BEGIN DATA LINES

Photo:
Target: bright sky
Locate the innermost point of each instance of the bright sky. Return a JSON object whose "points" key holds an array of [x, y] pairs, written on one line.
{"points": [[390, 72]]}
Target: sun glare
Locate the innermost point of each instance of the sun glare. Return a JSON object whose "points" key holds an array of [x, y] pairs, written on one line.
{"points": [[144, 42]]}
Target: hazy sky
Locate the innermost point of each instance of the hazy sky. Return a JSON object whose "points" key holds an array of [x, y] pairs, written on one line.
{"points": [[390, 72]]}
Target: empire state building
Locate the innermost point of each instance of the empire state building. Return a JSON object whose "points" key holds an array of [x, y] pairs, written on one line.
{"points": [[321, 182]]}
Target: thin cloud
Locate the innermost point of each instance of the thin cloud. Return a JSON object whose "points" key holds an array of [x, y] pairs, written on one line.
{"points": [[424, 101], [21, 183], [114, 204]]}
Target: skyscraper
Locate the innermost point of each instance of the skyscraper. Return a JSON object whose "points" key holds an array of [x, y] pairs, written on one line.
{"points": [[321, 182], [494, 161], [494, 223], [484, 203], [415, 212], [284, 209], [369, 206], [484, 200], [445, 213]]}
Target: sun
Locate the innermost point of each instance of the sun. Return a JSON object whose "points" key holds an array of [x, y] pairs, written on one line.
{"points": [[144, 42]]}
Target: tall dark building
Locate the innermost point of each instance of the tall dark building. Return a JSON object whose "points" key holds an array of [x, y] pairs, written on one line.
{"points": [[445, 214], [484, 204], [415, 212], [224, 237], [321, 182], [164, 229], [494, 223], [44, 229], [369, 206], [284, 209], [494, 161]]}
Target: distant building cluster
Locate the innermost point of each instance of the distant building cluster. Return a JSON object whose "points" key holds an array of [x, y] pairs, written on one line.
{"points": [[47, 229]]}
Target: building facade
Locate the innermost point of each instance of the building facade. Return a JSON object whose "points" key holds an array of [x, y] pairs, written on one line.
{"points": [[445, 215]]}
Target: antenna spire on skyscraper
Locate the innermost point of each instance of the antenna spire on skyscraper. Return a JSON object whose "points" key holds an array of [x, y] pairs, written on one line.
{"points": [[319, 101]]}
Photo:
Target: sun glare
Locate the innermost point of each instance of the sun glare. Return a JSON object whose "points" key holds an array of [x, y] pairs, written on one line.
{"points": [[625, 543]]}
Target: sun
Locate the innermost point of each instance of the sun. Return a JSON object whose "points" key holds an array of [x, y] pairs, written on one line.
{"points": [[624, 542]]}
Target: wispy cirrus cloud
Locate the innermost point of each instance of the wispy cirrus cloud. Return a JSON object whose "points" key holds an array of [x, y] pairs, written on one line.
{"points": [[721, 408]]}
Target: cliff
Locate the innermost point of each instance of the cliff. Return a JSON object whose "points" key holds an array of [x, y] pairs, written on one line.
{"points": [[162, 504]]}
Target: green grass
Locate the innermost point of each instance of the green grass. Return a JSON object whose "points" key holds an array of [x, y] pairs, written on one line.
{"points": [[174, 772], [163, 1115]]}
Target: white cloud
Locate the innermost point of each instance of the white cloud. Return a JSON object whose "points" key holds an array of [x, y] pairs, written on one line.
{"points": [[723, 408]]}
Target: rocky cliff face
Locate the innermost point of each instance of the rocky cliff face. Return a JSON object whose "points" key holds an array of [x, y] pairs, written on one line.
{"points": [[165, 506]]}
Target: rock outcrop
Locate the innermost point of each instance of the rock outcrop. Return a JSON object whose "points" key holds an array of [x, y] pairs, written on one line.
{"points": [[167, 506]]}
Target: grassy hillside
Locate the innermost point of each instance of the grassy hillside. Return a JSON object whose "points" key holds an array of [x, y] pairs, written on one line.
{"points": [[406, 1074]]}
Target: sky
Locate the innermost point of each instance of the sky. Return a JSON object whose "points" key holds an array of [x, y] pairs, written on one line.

END DATA LINES

» **AIM**
Give back, exactly as written, the lines from the one with "Target: white cloud" to the last line.

» **EXERCISE ANSWER**
Target: white cloud
Locate the innermost point of each instance of the white cloud. Return a JSON object whose "points" key holds an array of [x, y] pairs, written on one line.
{"points": [[723, 408]]}
Target: rocky cliff face
Locate the innermost point of each instance of the rocky cliff face. Return a JSON object whose "points" key holds an array of [x, y] pairs, written on one line.
{"points": [[165, 506]]}
Target: rock outcrop
Locate the innermost point of each instance of the rock outcrop. Return a JSON object whose "points" key holds an array of [x, y] pairs, written on one line.
{"points": [[167, 506]]}
Target: grassy hillside
Locate the innermost point of each instance of the grassy hillside. Return a JSON object whose "points" key holds an array of [x, y] pairs, written on one line.
{"points": [[406, 1074]]}
Target: sky
Locate the innermost point of each instance of the sky. Return a JSON object whose "points" key holds an array of [x, y] pairs, written on one line.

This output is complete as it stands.